***** BRANO
In ogni caso, i soggetti che risultano certamente custodi, secondo la definizione più sopra ricordata, nell'ambito del condominio, attesa la mancanza di personalità e vera e propria soggettività giuridica in capo all' «ente condominiale», sono i singoli condomini, i quali risponderanno ai sensi del combinato disposto degli artt. 2051 e 2055 c.c., come si dirà più avanti.

Più discussa e discutibile, invece, è la configurabilità della responsabilità in oggetto a carico dell'amministratore di condominio, laddove, fermi restando gli obblighi e le conseguenti responsabilità nei confronti dei condomini in caso di non corretto adempimento ai propri doveri di protezione, vigilanza e sorveglianza, la giurisprudenza più recente sembra negare il riconoscimento di una posizione di custodia dei beni comuni in capo allo stesso.

Ulteriore questione interpretativa è quella relativa alla declinazione del concetto di custodia nei casi previsti dall'art. 1123, comma 2, c.c., laddove il danno sia stato cagionato da cose destinate a servire i condomini in misura diversa e nei casi previsti dall'art. 1123, comma 3, c.c., in caso di un edificio avente più scale, cortili, lastrici solari, opere o impianti destinati a servire una parte dell'intero fabbricato: in entrambe le fattispecie, infatti, viene da chiedersi se la custodia debba essere riconosciuta solo con riguardo ai condomini o gruppi di condomini che dalle cose ritraggono utilità e sono, quindi, obbligati a manutenerle.

Ebbene, a questo riguardo, se sotto il profilo della legittimazione processuale, nei casi di operatività dell'art. 1131 c.c., per la presenza dell'amministratore di condominio, il condominio, quale espressione di sintesi della collettività condominiale, non fraziona la propria legittimazione, non potendo essere chiamato in giudizio il c.d. condominio parziale (laddove via sia in particolare un amministratore specifico dello stesso), per quanto concerne la custodia, invece, occorre distinguere la previsione del secondo comma da quella del terzo comma dell'art. 1123 c.c.
**********
- [SERIE DI ESERCIZI]:
1. Secondo il brano, quali soggetti risultano certamente custodi nell'ambito del condominio?
2. Stabilisci se ciascuna affermazione concorda con il brano, rispondendo sì o no e citando fedelmente le parole decisive. (a) L'ente condominiale ha personalità giuridica. (b) La giurisprudenza più recente sembra negare all'amministratore una posizione di custodia dei beni comuni. (c) Quando opera l'art. 1131 c.c., il condominio parziale può essere chiamato in giudizio.
3. Trascrivi dal brano tutto ciò che va da «In ogni caso, i» giù fino a «capo allo stesso.», senza cambiare nulla.
***** MATERIALE DI PARTENZA
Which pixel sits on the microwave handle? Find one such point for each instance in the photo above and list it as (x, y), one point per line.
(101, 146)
**********
- [ELENCO SOLUZIONI]:
1. I singoli condomini.

2.
(a) No: "attesa la mancanza di personalità e vera e propria soggettività giuridica in capo all' «ente condominiale»".
(b) Sì: "la giurisprudenza più recente sembra negare il riconoscimento di una posizione di custodia dei beni comuni in capo allo stesso".
(c) No: "non potendo essere chiamato in giudizio il c.d. condominio parziale".

3.
In ogni caso, i soggetti che risultano certamente custodi, secondo la definizione più sopra ricordata, nell'ambito del condominio, attesa la mancanza di personalità e vera e propria soggettività giuridica in capo all' «ente condominiale», sono i singoli condomini, i quali risponderanno ai sensi del combinato disposto degli artt. 2051 e 2055 c.c., come si dirà più avanti.

Più discussa e discutibile, invece, è la configurabilità della responsabilità in oggetto a carico dell'amministratore di condominio, laddove, fermi restando gli obblighi e le conseguenti responsabilità nei confronti dei condomini in caso di non corretto adempimento ai propri doveri di protezione, vigilanza e sorveglianza, la giurisprudenza più recente sembra negare il riconoscimento di una posizione di custodia dei beni comuni in capo allo stesso.